§ What the exercise asks:
Your task is to retype, exactly and only, the lines from the one containing "Exercise. Put one marker on every instance of the yellow and" to the final line of the entries, leaving out all pictures.

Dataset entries
__________

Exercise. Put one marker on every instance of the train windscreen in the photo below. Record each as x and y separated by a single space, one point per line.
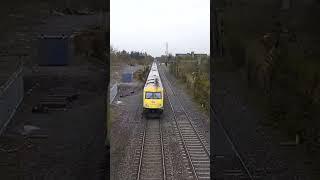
153 95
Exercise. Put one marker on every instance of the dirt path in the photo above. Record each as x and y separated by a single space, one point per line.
60 144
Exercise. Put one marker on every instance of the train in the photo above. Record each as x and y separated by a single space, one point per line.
153 93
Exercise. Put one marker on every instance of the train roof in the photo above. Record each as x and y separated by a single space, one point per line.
153 77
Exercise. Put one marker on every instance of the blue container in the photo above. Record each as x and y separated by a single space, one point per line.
53 51
127 77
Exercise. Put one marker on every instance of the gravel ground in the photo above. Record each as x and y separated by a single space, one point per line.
126 132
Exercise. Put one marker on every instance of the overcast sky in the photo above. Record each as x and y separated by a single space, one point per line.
146 25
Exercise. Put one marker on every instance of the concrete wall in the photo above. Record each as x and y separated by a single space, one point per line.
11 95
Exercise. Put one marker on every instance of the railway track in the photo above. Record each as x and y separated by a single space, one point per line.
195 148
151 154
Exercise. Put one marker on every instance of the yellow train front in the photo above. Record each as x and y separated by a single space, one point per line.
153 94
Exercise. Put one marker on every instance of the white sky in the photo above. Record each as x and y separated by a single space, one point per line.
146 25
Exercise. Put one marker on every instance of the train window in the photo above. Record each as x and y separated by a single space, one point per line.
157 95
151 95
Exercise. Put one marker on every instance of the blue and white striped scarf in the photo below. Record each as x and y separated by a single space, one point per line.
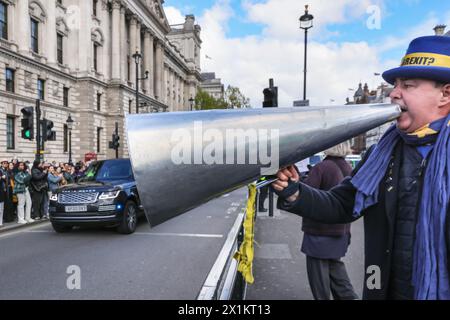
430 276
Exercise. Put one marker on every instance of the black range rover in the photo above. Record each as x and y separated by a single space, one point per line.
105 196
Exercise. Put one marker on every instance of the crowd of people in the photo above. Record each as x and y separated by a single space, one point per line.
26 188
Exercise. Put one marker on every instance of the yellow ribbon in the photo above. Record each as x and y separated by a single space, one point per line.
423 131
245 254
426 59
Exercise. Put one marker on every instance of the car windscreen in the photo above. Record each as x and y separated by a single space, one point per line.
108 170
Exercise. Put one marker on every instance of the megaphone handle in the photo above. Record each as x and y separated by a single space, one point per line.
267 180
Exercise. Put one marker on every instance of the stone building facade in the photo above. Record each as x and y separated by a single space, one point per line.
212 85
77 57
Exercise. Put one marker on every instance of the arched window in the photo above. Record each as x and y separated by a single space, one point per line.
38 17
97 49
62 32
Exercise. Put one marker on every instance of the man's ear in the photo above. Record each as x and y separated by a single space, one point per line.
445 96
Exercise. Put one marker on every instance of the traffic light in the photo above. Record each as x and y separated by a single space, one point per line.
270 96
28 123
114 144
48 134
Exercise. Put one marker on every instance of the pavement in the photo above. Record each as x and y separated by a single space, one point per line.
280 267
170 261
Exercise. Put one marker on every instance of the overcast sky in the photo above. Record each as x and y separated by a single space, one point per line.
246 42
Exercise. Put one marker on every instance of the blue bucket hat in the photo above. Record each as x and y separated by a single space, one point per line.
427 58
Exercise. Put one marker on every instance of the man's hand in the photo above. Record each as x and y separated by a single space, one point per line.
287 183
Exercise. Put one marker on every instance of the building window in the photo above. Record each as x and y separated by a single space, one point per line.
66 97
3 20
41 89
99 135
95 57
10 132
66 138
99 101
128 69
34 35
9 76
94 7
59 43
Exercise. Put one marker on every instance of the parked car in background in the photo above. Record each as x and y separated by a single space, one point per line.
353 160
106 196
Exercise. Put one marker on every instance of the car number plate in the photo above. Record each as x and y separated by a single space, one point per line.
76 209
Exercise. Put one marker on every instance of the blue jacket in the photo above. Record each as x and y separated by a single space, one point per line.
53 182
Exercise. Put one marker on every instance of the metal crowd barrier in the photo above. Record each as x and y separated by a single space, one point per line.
224 282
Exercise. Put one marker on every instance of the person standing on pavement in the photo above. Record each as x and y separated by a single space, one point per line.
3 177
39 186
22 181
325 244
11 204
402 186
67 172
54 181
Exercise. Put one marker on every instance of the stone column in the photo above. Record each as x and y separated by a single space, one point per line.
164 81
50 26
176 88
133 47
182 100
115 39
123 46
148 62
23 26
159 71
12 25
139 49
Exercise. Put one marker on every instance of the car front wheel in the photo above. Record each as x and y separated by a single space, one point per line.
129 219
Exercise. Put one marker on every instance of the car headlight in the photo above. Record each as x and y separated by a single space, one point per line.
109 195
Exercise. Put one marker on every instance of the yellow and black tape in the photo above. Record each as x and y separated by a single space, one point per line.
426 59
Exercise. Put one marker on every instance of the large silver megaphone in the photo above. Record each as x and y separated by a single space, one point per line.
183 159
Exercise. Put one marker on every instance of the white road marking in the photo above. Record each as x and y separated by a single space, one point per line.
26 229
193 235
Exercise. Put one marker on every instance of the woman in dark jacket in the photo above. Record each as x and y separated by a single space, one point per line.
39 186
325 244
10 204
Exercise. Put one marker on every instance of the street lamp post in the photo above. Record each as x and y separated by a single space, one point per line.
69 123
137 59
306 22
191 101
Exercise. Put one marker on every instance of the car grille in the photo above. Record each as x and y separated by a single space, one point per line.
77 197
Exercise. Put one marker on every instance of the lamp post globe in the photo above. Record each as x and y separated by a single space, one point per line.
306 23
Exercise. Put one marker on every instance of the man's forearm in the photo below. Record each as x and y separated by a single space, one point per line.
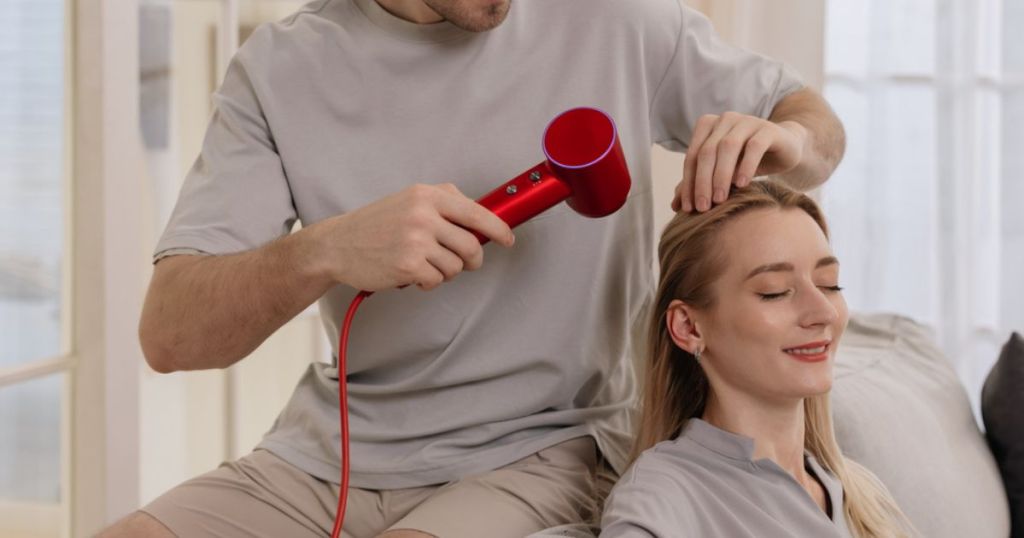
210 312
825 138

__________

§ Written answer:
Exercise. Put one marker on every instance of the yellow and black tape in the photo above. Record each as x and y separated by a single space, one point per line.
426 59
Exercise. Put one marker on every instance of the large silver megaphone in the photo above. Record each as x and y separated by a single space, one point per line.
183 159
Exercise. Put one marker on every instance of the white road marking in the photo above. Record each as x and y separated by a single space, one point per line.
26 229
193 235
Exercise. Put one marker on every instance of the woman in dark jacket in the photo above. Record each as x and y separated by a single space, one point per line.
39 186
325 244
10 204
Exercise. Put one marker on every instance of the street lamp post in the photo above. Record each as x and y separated by a single space, one point per line.
69 123
137 59
306 22
191 101
Exercise. Put one marker on every instance of the car grille in the photo above. Record each as x and y separated by a single space, one point per line.
77 197
Exercise. Put one marker on every instance of the lamp post globe in the photo above. Record each as x and y separated by a single space, one point per line.
306 23
Exercise. Put one marker on every instance of the man's forearm in the photo below. Record each as x and y separated by a single space, one point per line.
210 312
825 138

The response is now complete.